2021年のヤクルトは神戸の地で20年ぶりの日本一に輝いた。2年連続最下位、さらには開幕カードで3連敗を喫したものの、高津臣吾監督が見事にチームを立て直した。

この大躍進には複数の要因がある。特に、オスナとサンタナの2人の加入により打線に厚みが増したことと、奥川恭伸と高橋奎二ら若い先発投手たちの台頭は大きかっただろう。では、昨年と比べてチームのスタッツはどのように変化したのだろうか。打撃スタッツ、投手スタッツを昨シーズンと比較してみた。

ヤクルト打撃スタッツ比較,ⒸSPAIA


得点力は大きく上がった。今シーズンは昨シーズンと比べて試合数が23試合増えているため、総得点で単純比較はできない。それでも1試合平均得点は、3.9点から4.37点と0.47点も増加している。昨シーズンから平均得点が増加したのは、セ・リーグでは唯一、ヤクルトだけだった。

1試合の平均で見ると、安打と本塁打もそれぞれ上昇しているが、意外にも本塁打は0.04本と微増にとどまっている。また、試合数が増加したにもかかわらず、盗塁は減少。これまでに3度のトリプルスリーを成し遂げている山田哲人も、昨シーズンの8盗塁から4つ減らし4盗塁に終わった。

出塁率と長打率はともに上昇しており、その結果OPSも大きく上がった。OPS.731はセ6球団でトップの数字で、昨シーズンから上昇したのは平均得点同様、セ・リーグではヤクルトだけだった。

OPSについて個々の数字を見ると、平均以上とされる.700以上の選手(※)も大幅に増えた。昨シーズンは村上(1.012)が圧倒的な数字を残したものの、青木宣親(.981)、山田(.766)と、あわせて3人しか.700を超えなかった。

それが今シーズンは、村上(.974)、山田(.885)、サンタナ(.877)、塩見泰隆(.798)、青木(.719)、中村悠平(.718)と計6人がクリア。村上はやや数字を落としたものの、投手を除いた8人のスタメンのうち6人が.700を超えたことで、チーム全体としては大きく上昇した。

※打席数が規定打席の3分の2以上の選手を対象。
__________________________________________________
設問一覧
- 1) ヤクルトの成績を扱った課題文から、「この大躍進には複数の要因があ」から「4つ減らし4盗塁に終わった。」まで(末尾の語句も含む)を一字も変えずに抜き出して返しなさい。
- 2) ヤクルトの成績を扱った課題文によると、1試合平均得点は昨シーズンから今シーズンにかけて何点から何点に変わったか。
- 3) ヤクルトの打撃成績を比べた課題文について、最後の文の後に続く文章を書きなさい。

データ抜粋
__________________________________________________
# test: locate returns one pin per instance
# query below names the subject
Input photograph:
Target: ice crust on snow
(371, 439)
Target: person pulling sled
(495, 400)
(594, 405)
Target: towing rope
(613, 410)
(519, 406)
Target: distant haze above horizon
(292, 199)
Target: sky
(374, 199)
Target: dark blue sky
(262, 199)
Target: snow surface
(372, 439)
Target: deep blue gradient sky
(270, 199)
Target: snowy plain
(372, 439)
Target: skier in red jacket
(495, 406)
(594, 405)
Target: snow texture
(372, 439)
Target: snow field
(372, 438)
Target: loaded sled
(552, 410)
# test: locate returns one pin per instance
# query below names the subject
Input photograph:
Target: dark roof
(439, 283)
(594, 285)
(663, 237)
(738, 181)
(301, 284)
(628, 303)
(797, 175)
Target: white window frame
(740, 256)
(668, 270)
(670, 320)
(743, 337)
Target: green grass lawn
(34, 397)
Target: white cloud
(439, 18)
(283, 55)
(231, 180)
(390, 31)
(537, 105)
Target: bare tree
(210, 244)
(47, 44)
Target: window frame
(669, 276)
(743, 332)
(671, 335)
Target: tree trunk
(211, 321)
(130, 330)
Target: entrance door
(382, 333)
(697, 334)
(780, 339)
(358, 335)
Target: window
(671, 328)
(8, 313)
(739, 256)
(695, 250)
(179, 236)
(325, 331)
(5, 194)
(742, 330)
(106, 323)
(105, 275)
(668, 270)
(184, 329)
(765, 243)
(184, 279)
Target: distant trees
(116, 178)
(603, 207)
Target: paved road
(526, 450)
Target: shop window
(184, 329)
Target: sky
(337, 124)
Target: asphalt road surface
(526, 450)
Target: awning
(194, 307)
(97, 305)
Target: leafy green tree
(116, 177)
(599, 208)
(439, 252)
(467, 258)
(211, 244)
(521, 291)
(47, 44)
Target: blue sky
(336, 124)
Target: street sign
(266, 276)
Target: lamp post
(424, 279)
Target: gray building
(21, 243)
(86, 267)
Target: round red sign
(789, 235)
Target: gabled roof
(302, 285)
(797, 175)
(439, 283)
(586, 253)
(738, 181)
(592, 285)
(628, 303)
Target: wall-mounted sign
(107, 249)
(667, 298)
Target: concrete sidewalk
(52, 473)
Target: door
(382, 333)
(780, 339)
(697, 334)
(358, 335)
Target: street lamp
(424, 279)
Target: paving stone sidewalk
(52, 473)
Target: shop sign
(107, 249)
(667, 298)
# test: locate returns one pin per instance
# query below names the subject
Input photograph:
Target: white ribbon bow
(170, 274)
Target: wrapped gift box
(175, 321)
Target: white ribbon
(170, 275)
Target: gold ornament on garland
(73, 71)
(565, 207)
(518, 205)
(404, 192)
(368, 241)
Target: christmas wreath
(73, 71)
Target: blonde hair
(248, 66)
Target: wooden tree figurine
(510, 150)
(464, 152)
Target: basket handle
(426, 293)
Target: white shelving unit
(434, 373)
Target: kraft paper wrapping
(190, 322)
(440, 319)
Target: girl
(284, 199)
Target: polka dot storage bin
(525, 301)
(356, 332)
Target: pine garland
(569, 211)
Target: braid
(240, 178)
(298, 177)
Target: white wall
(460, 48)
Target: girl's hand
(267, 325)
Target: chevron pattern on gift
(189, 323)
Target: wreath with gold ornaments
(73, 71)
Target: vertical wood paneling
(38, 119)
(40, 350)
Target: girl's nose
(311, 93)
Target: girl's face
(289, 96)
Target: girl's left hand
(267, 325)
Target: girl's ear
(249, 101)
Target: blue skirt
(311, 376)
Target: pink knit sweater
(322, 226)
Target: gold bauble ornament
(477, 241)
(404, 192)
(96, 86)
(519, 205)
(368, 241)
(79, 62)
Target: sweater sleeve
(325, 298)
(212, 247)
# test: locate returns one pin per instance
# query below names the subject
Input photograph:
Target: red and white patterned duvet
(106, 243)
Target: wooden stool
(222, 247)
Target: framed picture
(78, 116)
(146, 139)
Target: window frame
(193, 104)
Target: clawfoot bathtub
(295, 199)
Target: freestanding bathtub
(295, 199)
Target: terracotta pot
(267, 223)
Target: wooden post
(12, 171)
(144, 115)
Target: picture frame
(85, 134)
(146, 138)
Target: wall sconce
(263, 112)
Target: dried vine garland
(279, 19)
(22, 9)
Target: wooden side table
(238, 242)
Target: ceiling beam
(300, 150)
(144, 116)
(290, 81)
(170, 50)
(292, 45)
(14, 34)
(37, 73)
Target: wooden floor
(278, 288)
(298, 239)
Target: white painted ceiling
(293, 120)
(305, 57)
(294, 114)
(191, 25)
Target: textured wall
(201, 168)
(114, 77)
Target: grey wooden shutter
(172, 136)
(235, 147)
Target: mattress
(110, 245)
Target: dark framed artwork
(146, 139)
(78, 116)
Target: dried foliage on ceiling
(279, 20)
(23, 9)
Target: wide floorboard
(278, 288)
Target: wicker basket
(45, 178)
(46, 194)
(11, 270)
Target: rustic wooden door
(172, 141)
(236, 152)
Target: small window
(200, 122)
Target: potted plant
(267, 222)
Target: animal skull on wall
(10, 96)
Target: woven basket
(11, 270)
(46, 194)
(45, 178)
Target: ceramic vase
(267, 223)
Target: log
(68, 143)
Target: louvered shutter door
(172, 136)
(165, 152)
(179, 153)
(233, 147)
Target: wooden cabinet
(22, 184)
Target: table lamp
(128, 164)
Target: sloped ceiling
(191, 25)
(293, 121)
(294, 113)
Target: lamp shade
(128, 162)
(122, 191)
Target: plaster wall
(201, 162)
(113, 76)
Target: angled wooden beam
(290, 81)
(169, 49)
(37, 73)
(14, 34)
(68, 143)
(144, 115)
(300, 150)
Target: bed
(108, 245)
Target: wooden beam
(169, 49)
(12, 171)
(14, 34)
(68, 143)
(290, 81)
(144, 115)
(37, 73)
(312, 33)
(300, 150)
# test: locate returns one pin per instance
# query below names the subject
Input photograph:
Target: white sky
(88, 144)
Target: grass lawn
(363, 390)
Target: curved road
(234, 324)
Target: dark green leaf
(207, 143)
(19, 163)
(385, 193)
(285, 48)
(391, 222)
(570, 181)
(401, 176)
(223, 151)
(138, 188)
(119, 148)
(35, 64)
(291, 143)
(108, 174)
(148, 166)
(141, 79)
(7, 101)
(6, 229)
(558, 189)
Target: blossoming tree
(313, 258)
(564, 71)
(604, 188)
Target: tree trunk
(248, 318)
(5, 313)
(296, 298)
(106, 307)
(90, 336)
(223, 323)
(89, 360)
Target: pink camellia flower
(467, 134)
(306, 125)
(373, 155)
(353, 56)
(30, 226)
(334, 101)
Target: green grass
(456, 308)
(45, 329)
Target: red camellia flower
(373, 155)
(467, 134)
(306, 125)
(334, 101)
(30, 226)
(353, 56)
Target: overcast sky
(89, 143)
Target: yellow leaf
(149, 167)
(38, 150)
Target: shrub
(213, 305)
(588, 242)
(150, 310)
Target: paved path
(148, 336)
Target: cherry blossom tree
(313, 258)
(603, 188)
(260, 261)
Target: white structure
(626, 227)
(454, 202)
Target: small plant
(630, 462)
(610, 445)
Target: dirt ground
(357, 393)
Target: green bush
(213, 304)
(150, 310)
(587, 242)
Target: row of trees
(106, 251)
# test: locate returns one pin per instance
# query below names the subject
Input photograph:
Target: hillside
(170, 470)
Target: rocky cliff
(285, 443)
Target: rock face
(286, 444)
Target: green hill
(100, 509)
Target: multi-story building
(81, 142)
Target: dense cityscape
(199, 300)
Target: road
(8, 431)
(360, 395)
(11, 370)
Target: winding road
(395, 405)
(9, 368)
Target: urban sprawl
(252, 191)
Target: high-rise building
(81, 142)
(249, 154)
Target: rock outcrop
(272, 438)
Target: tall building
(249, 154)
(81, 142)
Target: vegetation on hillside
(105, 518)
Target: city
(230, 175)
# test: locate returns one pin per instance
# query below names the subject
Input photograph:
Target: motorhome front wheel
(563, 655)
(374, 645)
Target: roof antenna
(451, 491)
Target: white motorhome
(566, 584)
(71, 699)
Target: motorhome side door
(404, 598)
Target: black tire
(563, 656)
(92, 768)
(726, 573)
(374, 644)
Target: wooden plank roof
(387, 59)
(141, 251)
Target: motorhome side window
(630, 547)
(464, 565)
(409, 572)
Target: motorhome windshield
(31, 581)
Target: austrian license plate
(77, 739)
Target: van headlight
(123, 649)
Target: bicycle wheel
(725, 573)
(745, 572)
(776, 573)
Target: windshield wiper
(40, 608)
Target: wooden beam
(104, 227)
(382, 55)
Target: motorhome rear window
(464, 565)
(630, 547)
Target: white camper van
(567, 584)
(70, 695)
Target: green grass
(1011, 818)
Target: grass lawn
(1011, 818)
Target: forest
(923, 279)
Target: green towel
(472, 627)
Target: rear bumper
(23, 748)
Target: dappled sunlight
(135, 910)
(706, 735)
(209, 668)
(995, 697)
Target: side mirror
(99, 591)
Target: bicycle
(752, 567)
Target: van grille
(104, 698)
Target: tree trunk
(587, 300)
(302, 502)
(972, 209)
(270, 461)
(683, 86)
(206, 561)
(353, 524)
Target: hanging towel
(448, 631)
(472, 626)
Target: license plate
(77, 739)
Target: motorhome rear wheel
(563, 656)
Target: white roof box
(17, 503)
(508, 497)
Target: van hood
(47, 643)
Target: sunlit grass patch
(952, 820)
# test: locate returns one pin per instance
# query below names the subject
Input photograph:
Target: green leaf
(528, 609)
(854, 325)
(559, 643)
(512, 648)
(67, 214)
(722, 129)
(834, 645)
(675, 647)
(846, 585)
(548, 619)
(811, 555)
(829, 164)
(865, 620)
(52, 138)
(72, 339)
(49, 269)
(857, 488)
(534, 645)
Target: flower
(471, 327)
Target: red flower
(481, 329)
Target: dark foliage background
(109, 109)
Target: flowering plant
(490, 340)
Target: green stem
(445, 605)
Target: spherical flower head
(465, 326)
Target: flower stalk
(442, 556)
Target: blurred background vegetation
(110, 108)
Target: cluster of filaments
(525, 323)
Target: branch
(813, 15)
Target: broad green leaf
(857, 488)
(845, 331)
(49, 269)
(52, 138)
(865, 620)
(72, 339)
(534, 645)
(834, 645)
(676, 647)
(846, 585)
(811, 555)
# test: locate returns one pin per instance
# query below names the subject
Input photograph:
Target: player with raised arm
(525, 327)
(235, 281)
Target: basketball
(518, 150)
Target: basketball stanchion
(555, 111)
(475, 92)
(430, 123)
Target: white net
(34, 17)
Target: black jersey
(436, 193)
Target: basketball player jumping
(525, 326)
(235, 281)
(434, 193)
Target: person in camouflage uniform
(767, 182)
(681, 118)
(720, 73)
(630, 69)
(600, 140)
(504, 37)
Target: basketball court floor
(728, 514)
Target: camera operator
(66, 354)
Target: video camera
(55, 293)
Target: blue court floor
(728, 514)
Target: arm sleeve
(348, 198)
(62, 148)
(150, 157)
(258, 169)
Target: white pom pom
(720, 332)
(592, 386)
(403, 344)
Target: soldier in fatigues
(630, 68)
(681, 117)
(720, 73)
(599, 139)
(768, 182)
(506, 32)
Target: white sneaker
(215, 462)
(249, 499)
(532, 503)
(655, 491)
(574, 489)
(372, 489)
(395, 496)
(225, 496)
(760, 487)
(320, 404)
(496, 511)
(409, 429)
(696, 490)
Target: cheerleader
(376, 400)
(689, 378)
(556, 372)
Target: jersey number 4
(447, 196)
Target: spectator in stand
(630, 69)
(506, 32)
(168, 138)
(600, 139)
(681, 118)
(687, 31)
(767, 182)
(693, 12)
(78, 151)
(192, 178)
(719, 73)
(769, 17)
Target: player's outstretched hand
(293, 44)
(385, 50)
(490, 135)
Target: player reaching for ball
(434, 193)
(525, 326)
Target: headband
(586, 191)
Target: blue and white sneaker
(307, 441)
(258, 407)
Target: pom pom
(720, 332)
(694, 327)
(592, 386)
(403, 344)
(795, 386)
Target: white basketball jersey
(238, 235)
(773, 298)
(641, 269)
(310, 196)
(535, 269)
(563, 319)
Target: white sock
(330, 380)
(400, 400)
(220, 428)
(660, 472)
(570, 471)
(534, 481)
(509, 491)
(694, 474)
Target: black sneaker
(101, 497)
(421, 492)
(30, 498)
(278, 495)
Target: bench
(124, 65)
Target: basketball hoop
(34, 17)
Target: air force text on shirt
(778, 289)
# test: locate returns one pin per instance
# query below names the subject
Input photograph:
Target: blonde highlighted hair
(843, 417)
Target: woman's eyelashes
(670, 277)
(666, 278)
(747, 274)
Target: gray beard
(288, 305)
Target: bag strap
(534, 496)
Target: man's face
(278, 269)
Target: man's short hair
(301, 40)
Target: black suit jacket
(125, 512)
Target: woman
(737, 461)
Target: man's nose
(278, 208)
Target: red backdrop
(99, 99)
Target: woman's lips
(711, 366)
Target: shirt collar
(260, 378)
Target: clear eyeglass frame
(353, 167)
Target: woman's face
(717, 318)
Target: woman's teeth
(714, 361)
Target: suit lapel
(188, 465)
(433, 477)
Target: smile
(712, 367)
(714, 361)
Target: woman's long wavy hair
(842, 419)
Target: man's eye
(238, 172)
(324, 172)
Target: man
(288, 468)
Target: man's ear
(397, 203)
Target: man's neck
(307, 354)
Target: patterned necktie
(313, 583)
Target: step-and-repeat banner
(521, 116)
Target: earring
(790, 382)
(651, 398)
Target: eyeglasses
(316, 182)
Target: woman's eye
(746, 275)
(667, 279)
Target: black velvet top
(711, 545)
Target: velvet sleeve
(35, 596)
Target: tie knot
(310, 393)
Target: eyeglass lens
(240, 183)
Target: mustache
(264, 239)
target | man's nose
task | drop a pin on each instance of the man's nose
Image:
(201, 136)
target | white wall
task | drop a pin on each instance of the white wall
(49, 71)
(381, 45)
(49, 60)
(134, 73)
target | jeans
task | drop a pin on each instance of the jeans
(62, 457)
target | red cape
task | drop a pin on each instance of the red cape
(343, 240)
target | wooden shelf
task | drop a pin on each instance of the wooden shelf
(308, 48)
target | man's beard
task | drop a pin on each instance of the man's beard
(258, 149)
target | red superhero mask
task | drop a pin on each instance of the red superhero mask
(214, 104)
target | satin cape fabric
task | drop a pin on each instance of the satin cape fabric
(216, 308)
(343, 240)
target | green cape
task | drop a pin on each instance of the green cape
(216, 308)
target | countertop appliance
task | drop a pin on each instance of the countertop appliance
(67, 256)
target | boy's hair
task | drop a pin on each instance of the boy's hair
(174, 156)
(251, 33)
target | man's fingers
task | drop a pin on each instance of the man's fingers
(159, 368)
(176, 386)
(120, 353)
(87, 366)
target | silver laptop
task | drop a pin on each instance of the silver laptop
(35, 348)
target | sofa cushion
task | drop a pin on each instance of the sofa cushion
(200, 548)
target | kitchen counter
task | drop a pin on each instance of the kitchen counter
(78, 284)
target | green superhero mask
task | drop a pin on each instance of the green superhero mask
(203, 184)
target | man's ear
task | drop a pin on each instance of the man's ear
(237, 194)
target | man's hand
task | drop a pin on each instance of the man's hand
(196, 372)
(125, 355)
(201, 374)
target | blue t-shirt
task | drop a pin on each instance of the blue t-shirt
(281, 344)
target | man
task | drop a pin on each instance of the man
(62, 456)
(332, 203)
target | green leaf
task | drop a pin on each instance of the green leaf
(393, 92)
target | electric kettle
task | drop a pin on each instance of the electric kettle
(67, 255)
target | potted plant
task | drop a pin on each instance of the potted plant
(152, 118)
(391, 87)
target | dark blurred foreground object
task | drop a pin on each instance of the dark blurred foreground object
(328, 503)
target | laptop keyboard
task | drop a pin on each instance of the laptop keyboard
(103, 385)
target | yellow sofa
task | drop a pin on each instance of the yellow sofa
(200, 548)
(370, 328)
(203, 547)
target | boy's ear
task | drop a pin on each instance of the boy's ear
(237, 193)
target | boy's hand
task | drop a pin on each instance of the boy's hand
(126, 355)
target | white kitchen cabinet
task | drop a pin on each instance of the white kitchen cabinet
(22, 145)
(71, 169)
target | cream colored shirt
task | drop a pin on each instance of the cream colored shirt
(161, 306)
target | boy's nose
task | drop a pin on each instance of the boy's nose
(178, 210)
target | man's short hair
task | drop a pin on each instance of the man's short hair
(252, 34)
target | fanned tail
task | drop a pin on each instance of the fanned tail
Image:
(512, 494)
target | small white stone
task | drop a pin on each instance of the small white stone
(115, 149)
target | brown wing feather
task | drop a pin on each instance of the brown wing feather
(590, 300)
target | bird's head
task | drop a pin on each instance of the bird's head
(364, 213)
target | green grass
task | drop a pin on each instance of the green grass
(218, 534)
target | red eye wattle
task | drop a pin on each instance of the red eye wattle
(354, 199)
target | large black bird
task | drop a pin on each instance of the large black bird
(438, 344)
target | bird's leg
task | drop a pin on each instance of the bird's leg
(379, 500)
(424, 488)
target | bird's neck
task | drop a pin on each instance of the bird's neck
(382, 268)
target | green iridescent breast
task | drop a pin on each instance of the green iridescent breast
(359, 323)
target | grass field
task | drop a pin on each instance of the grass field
__________________________________________________
解答
- 1)
この大躍進には複数の要因がある。特に、オスナとサンタナの2人の加入により打線に厚みが増したことと、奥川恭伸と高橋奎二ら若い先発投手たちの台頭は大きかっただろう。では、昨年と比べてチームのスタッツはどのように変化したのだろうか。打撃スタッツ、投手スタッツを昨シーズンと比較してみた。

ヤクルト打撃スタッツ比較,ⒸSPAIA


得点力は大きく上がった。今シーズンは昨シーズンと比べて試合数が23試合増えているため、総得点で単純比較はできない。それでも1試合平均得点は、3.9点から4.37点と0.47点も増加している。昨シーズンから平均得点が増加したのは、セ・リーグでは唯一、ヤクルトだけだった。

1試合の平均で見ると、安打と本塁打もそれぞれ上昇しているが、意外にも本塁打は0.04本と微増にとどまっている。また、試合数が増加したにもかかわらず、盗塁は減少。これまでに3度のトリプルスリーを成し遂げている山田哲人も、昨シーズンの8盗塁から4つ減らし4盗塁に終わった。

- 2) 3.9点から4.37点に増えた。

- 3)
試合数増加も失点は減少、防御率が1点以上改善

最下位から優勝へ転じたことで、当然だが勝率は2割以上も上がった。また、試合数が増えたにもかかわらず失点は減少しており、防御率も1点以上改善した。

ヤクルト投手スタッツ比較,ⒸSPAIA


先発投手が試合を作った目安のひとつ、QS(6回以上自責点3以下)の割合も大きく改善されている。それでもQS%は43.3%とリーグ5位。奥川が66.7%(18先発12QS)、高橋が61.5%(13先発8QS)と、10先発以上した投手で60%を超えていたのはこの2人だけだった。チーム全体としては、中継ぎ陣の奮闘が大きかったと言えるだろう。

奪三振の割合を示すK%(奪三振/打席数)、与四球の割合を示すBB%(与四球/打席数)はともに改善。K/BB(1つの四球を与えるまでに三振をいくつ奪うかを表す)も大きく良化した。シーズン中から度々「ストライクゾーンの中で勝負をする」といった趣旨のコメントが出ていたが、これがしっかりといい結果に結びついていたようだ。

またゾーンで勝負することによって被本塁打数は増えそうだが、1試合あたりの被本塁打数を表すHR/9も良化。上記の表にはないが、FIP(奪三振、与四球、被本塁打で投手の能力を測る指標)も4.23から3.55へと改善した。

今シーズンのヤクルトは規定投球回に到達した投手も、2桁勝利を達成した投手も不在だった。1人の大エースに頼ることなく、チーム全体でK%、BB%、HR/9といった部分の改善に取り組み、それがチームの勝利につながったといえそうだ。